> **REQUIRED TASK A**
Decide whether each statement agrees with the transcript below. (i) John Bolton is described as a former national security adviser. (ii) Bolton has said he will appear without a subpoena. (iii) California has had more buildings destroyed by wildfires than all other U.S. states combined. Answer each with yes or no, and quote the transcript's deciding words.

> **SELECTED TEXT**
But it is the lone wolf who looks at this, as I said, as a humiliation, as something that needs to be taken revenge for. That is what concerns people in U.S. law enforcement right now.

VAUSE: We are out of time, thank you so, much good to see.

BAER: Thanks.

VAUSE: The U.S. impeachment inquiry about to go public and Democrats want to hear from the former national security adviser John Bolton. More on that in a moment.

Also ahead, California has had more buildings destroyed by wildfires than all other U.S. States combined, so why keep building in danger zones?





VAUSE: In the U.S., the impeachment inquiry will soon move to public hearings, which could mean former national security adviser John Bolton will be giving testimony live on national television in real time for all the world to see. He's been asked to appear by Democrats but reportedly will only show if subpoenaed. Sunlen Serfaty has more now reporting from Capitol Hill.

> **REQUIRED TASK B**
Quote the stretch of the records below from the line containing "Expected behaviour: the pointer locates the chrome grille" through the end of the records, including both ends.

> **INPUT FOR THIS TASK**
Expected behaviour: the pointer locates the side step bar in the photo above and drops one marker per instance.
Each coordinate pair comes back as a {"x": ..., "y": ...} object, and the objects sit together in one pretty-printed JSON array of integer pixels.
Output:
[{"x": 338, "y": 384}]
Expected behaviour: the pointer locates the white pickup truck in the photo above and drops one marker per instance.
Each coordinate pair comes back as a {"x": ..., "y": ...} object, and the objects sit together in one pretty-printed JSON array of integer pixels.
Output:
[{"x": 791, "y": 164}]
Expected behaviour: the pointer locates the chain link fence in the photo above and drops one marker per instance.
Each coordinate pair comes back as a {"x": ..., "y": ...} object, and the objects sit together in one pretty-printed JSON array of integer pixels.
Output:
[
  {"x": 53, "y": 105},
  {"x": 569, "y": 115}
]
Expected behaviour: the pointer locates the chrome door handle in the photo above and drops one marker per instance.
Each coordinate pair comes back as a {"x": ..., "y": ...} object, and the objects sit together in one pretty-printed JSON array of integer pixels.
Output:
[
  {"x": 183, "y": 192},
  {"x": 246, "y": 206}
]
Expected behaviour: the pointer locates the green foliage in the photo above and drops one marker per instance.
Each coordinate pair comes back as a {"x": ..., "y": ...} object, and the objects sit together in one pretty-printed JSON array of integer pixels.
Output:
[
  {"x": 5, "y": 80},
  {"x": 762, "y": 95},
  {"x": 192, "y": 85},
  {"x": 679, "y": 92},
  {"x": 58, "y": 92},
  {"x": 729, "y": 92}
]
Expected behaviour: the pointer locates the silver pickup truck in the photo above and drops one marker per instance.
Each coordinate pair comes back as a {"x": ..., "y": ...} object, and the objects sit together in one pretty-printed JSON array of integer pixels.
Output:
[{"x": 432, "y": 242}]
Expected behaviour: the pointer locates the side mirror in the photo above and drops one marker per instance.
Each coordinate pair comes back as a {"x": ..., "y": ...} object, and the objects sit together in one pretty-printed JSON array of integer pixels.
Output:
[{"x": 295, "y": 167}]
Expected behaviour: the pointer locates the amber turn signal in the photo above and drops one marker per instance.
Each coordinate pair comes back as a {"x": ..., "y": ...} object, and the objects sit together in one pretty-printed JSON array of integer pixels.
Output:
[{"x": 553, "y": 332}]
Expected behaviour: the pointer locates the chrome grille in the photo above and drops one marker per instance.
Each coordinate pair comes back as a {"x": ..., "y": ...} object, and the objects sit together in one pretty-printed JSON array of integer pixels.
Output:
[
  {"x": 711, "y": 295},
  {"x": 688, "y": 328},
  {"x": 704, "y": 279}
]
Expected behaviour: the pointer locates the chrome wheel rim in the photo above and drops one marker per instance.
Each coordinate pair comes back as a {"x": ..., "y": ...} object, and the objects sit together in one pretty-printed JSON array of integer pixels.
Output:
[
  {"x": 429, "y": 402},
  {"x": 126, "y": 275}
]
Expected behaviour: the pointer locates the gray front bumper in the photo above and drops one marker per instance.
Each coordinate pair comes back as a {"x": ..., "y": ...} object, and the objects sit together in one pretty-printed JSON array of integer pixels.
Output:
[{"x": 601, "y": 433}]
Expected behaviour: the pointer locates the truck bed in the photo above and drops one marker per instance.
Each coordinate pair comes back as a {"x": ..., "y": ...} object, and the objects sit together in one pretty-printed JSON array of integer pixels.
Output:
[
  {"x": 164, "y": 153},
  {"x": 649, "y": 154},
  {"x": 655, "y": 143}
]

> **TASK RESPONSE A**
(i) Yes: "former national security adviser John Bolton"
(ii) No: "reportedly will only show if subpoenaed"
(iii) Yes: "California has had more buildings destroyed by wildfires than all other U.S. States combined"

> **TASK RESPONSE B**
Expected behaviour: the pointer locates the chrome grille in the photo above and drops one marker per instance.
Each coordinate pair comes back as a {"x": ..., "y": ...} object, and the objects sit together in one pretty-printed JSON array of integer pixels.
Output:
[
  {"x": 711, "y": 295},
  {"x": 688, "y": 328},
  {"x": 704, "y": 279}
]
Expected behaviour: the pointer locates the chrome wheel rim in the photo above and drops one marker per instance.
Each coordinate pair comes back as a {"x": ..., "y": ...} object, and the objects sit together in one pretty-printed JSON array of integer pixels.
Output:
[
  {"x": 429, "y": 402},
  {"x": 126, "y": 275}
]
Expected behaviour: the pointer locates the gray front bumper in the photo above and drops one marker per instance.
Each coordinate pair comes back as a {"x": ..., "y": ...} object, and the objects sit together in one pretty-printed JSON array of integer pixels.
Output:
[{"x": 601, "y": 433}]
Expected behaviour: the pointer locates the truck bed in the photo above and drops one marker per instance.
Each coordinate pair comes back as a {"x": ..., "y": ...} object, and the objects sit together in one pretty-printed JSON array of integer pixels.
Output:
[
  {"x": 164, "y": 153},
  {"x": 649, "y": 154},
  {"x": 655, "y": 143}
]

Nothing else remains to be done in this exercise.